▶ _Exercise prompt_:
Go through the data and copy each line that holds "dark".

(Point-per-instance localization data)
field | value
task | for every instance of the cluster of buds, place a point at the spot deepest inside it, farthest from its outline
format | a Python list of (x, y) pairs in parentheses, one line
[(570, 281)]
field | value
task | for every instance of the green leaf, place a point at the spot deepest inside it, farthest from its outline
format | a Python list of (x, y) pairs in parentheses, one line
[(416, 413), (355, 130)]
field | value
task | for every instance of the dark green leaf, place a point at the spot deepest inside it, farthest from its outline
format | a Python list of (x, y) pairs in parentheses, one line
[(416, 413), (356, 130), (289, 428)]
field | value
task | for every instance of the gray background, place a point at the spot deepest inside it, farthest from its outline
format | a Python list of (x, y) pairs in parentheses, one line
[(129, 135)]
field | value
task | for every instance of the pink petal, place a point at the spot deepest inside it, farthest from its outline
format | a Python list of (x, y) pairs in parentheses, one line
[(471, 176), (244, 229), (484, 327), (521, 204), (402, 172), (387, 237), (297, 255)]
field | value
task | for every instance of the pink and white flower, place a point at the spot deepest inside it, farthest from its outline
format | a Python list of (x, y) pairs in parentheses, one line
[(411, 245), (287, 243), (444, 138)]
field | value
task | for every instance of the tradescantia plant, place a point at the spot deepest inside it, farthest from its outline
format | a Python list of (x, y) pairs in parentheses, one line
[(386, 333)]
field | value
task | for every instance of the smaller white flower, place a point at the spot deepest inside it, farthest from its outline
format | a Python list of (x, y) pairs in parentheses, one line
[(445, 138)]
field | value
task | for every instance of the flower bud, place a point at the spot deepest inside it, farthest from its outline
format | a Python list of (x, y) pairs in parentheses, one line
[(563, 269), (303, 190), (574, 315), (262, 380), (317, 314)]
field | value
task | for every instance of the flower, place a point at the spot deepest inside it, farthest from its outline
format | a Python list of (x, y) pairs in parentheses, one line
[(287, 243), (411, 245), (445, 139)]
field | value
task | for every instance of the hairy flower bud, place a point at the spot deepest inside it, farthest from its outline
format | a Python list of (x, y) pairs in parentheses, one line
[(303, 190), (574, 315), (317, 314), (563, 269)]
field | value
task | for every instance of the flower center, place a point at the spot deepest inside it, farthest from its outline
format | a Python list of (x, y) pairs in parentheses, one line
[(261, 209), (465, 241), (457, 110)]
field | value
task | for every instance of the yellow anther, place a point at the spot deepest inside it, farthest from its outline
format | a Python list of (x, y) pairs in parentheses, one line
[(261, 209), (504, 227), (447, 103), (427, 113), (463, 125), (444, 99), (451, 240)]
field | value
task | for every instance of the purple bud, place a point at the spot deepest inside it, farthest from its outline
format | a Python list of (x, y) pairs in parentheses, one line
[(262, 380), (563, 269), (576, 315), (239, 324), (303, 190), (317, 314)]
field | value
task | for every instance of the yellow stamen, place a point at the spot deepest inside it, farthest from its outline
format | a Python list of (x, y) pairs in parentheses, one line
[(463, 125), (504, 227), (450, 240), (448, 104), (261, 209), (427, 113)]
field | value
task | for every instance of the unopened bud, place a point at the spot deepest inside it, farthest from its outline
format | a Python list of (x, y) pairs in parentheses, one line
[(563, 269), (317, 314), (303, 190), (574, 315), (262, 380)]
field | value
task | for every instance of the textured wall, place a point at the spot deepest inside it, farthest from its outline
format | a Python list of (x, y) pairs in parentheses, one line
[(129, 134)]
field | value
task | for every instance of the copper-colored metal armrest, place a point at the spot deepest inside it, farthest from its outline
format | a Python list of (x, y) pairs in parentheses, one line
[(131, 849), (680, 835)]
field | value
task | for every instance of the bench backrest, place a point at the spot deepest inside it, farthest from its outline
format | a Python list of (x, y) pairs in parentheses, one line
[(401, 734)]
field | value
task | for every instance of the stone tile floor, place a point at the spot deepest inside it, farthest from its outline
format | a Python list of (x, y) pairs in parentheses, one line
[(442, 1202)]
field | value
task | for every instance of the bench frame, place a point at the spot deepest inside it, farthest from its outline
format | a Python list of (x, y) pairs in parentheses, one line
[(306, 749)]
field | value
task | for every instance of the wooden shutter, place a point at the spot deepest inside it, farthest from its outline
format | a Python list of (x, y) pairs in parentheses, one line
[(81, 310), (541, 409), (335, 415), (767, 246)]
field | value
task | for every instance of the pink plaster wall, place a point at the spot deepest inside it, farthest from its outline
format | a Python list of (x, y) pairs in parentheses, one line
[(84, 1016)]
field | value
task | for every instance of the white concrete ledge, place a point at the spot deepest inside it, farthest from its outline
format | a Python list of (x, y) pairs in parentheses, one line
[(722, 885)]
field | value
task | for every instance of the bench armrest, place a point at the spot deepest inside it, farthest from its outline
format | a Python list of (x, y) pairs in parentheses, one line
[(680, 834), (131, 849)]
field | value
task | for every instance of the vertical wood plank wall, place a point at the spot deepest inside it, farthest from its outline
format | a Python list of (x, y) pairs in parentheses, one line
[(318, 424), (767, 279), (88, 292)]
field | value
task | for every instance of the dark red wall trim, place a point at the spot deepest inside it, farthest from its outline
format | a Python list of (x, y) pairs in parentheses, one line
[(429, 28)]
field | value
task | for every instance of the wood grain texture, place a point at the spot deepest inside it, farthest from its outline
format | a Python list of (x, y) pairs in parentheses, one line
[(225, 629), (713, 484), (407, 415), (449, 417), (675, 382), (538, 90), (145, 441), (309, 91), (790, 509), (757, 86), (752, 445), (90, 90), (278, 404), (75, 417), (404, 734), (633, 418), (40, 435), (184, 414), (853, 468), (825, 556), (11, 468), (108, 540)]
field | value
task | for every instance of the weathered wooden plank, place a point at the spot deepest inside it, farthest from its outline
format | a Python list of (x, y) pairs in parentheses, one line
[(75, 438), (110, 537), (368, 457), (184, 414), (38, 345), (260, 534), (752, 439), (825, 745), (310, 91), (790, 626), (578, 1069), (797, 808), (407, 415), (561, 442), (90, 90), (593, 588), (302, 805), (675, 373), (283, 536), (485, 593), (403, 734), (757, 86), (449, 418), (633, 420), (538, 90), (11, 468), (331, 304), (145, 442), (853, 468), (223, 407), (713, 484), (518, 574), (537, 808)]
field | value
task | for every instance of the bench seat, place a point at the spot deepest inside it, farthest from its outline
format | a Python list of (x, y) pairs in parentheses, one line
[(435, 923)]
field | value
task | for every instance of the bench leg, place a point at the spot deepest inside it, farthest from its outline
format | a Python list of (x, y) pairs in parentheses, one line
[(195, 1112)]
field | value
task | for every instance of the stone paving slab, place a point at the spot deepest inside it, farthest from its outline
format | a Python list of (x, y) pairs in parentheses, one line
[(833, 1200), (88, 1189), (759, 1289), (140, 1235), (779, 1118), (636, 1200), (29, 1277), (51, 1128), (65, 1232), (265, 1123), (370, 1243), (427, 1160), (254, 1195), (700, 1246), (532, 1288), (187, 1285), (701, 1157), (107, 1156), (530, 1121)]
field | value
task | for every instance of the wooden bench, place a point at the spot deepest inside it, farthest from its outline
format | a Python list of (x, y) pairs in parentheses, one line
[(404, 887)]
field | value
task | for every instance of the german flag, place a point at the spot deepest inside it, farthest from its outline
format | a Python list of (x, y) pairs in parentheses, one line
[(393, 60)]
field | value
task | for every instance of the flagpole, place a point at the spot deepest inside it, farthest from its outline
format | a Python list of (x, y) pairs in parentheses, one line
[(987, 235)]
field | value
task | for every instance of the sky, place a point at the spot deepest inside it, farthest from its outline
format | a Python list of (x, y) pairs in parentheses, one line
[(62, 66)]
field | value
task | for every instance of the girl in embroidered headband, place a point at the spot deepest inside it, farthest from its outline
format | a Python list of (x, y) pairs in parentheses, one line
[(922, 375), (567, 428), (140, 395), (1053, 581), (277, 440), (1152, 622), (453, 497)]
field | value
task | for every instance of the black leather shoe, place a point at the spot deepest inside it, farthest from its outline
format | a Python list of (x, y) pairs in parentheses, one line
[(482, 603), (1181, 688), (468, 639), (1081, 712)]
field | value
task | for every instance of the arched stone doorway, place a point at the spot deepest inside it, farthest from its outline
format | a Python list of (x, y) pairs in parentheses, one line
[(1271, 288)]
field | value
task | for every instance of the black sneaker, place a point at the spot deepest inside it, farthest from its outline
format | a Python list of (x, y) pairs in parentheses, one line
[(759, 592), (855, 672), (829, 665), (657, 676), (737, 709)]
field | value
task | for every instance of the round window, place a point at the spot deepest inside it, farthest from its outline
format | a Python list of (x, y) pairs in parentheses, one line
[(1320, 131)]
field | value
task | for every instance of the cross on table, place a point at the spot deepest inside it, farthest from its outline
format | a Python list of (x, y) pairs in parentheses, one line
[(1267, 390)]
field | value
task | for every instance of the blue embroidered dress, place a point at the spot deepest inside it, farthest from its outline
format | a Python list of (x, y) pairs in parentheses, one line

▶ _Task output_:
task | for every instance of the dark green leaf, place a point at the spot deepest inside it, farthest from its outline
task | for every instance of the dark red wall trim, place a point at the spot deepest inside it, farthest from its outline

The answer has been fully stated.